Por um sentimento de conveniência, que apreciarão, e em razão das pessoas que seríamos forçados a designar, passamos em silêncio as lamentáveis manobras que foram tentadas, as mentiras que foram inventadas para provocar desordem nesta circunstância. Apenas nos limitamos a dizer que foram completamente frustradas pelo bom-senso e prudência dos espíritas que, a respeito, receberam provas da benevolência das autoridades. Recomendações haviam sido feitas por todos os chefes de grupos, a fim de não se responder a nenhuma provocação.
Em face da recusa do clero de conceder as orações da Igreja, o corpo foi levado diretamente de casa ao cemitério, seguido por perto de mil pessoas, entre as quais se achavam cerca de cinquenta senhoras e moças, o que não é hábito em Lyon. Sobre o túmulo e apropriada à circunstância, foi lida uma prece por um dos assistentes e por todos ouvida, cabeça descoberta, em religioso recolhimento. Em seguida a multidão retirou-se, silenciosa e, como havia começado, tudo terminou na mais perfeita ordem.

### Trechos de conjunto de dados de apontamento:
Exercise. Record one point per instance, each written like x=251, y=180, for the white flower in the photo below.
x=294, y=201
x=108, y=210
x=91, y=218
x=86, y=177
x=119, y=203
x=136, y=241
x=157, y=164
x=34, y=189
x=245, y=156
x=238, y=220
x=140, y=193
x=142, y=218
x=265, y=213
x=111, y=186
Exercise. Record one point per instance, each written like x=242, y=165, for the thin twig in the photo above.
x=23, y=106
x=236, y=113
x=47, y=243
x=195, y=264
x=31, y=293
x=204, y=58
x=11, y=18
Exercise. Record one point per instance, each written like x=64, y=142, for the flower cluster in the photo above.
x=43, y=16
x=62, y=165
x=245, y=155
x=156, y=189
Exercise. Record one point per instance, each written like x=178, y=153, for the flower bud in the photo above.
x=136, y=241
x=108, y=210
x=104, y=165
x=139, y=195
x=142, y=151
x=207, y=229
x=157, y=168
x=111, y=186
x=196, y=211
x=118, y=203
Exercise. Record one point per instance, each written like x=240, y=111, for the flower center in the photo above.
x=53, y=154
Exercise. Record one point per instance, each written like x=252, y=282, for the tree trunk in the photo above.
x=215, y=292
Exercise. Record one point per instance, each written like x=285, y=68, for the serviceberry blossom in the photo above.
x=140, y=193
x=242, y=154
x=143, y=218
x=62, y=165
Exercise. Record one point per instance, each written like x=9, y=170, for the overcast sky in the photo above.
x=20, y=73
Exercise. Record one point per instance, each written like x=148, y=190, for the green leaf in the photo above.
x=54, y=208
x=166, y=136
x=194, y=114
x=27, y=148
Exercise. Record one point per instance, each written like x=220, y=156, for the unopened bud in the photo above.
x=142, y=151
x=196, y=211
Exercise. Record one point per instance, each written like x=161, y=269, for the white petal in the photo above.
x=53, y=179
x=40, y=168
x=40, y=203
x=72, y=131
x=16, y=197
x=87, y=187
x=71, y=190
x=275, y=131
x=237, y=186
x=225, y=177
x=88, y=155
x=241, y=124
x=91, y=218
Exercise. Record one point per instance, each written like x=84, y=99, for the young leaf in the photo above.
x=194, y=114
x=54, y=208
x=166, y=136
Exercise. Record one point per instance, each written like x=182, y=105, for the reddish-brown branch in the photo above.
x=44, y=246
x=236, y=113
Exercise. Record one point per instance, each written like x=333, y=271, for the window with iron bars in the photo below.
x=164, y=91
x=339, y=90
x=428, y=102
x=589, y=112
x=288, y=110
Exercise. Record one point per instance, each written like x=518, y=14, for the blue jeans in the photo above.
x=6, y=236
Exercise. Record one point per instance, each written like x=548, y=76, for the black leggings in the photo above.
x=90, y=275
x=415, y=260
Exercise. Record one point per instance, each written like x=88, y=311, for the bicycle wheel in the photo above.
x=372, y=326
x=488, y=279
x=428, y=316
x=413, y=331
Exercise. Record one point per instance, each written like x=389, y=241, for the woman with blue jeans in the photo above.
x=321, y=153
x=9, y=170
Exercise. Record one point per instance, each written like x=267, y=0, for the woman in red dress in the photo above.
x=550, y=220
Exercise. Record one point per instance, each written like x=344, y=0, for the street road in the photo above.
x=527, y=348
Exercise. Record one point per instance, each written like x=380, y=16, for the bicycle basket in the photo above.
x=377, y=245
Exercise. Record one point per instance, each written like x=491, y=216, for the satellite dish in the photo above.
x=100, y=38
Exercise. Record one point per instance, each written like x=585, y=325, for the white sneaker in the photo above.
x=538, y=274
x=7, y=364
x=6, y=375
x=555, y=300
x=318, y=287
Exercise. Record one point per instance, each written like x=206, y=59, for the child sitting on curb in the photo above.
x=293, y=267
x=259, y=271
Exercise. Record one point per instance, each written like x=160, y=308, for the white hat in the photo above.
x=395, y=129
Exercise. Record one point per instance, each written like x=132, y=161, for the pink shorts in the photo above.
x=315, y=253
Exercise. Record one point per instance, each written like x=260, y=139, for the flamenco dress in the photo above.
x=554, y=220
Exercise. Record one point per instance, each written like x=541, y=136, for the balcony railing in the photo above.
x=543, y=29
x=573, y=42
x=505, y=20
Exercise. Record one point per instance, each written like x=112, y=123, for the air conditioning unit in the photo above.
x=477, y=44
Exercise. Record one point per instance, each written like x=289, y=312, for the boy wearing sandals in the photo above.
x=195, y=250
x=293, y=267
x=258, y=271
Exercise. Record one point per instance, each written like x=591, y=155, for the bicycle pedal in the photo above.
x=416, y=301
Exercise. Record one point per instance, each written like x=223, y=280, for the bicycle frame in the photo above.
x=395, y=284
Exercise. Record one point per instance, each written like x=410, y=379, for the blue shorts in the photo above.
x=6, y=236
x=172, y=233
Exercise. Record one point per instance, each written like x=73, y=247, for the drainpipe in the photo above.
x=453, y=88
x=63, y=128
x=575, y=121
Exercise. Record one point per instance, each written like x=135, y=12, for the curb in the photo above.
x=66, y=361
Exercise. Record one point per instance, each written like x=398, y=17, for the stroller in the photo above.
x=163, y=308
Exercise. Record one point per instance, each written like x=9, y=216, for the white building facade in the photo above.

### OBJETIVO 1:
Responda com base no relato do enterro em Lyon:
(a) Quem tinha feito recomendações para que ninguém respondesse a provocações?
(b) Quantas pessoas, mais ou menos, seguiram o corpo até o cemitério?
(c) O que foi lido sobre o túmulo?
### OBJETIVO 2:
Reescreva o trecho do relato do enterro em Lyon começando em "Por um sentimento" e indo até "a nenhuma provocação.", com "chefes de grupos" trocado por "líderes de grupos".
### OBJETIVO 3:
Escreva a continuação do relato do enterro em Lyon, começando logo depois da última frase.

### RESPOSTA 1:
(a) Todos os chefes de grupos.
(b) Perto de mil pessoas.
(c) Uma prece apropriada à circunstância.

### RESPOSTA 2:
Por um sentimento de conveniência, que apreciarão, e em razão das pessoas que seríamos forçados a designar, passamos em silêncio as lamentáveis manobras que foram tentadas, as mentiras que foram inventadas para provocar desordem nesta circunstância. Apenas nos limitamos a dizer que foram completamente frustradas pelo bom-senso e prudência dos espíritas que, a respeito, receberam provas da benevolência das autoridades. Recomendações haviam sido feitas por todos os líderes de grupos, a fim de não se responder a nenhuma provocação.

### RESPOSTA 3:
2. — Como contraste diremos que o Sr. Sanson, nosso antigo colega, recebeu todos os sacramentos antes de morrer; que foi levado à igreja e acompanhado por um padre ao cemitério, embora tivesse previamente declarado de modo formal que era espírita e não renegaria nenhuma de suas convicções. “Entretanto, disse-lhe o padre, se eu condicionasse a absolvição a esta negação, que fareis? – Lamentaria muito, respondeu o Sr. Sanson, mas persistiria, porquanto vossa absolvição de nada valeria. – Como assim? Então não credes na eficácia da absolvição? – Sim, mas não creio na virtude de uma absolvição recebida por hipocrisia. Ouvi-me: para mim o Espiritismo não é apenas uma crença, um artigo de fé; é um fato tão patente quanto a vida. Como quereis que eu negue um fato que me é demonstrado como o dia que nos ilumina e ao qual devo a cura miraculosa da minha perna? Se o fizesse, seria com os lábios e não com o coração; eu seria perjuro. Assim, daríeis absolvição a um traidor. Digo que de nada valeria porque a daríeis pro forma e não pelo fundo. Eis por que preferiria dela ser dispensado. – Meu filho, replicou o padre, sois mais cristão do que muitos que dizem sê-lo.
Recolhemos estas palavras do próprio Sr. Sanson.
Circunstâncias semelhantes às do Sr. Renaud podem apresentar-se aqui ou alhures. Esperamos, pois, que todos os espíritas hão de seguir o exemplo dos confrades de Lyon, e que em nenhum caso desistam da moderação, que é uma consequência dos princípios da doutrina e a melhor resposta a dar aos seus detratores, que só buscam pretextos para motivar os seus ataques.
3. — Evocado num grupo central de Lyon, trinta e seis horas depois de sua morte, o Sr. Renaud deu a seguinte comunicação:
“Ainda estou um pouco embaraçado para comunicar-me e, não obstante encontre aqui rostos amigos e corações simpáticos, sinto-me quase envergonhado ou, para melhor dizer, meu pensamento está um pouco imaturo. Oh! senhora B…, que diferença e quanta mudança na minha posição! Muito obrigado por vossa constante afeição; obrigado, Sra. V.., por vossas boas visitas, por vossa consideração.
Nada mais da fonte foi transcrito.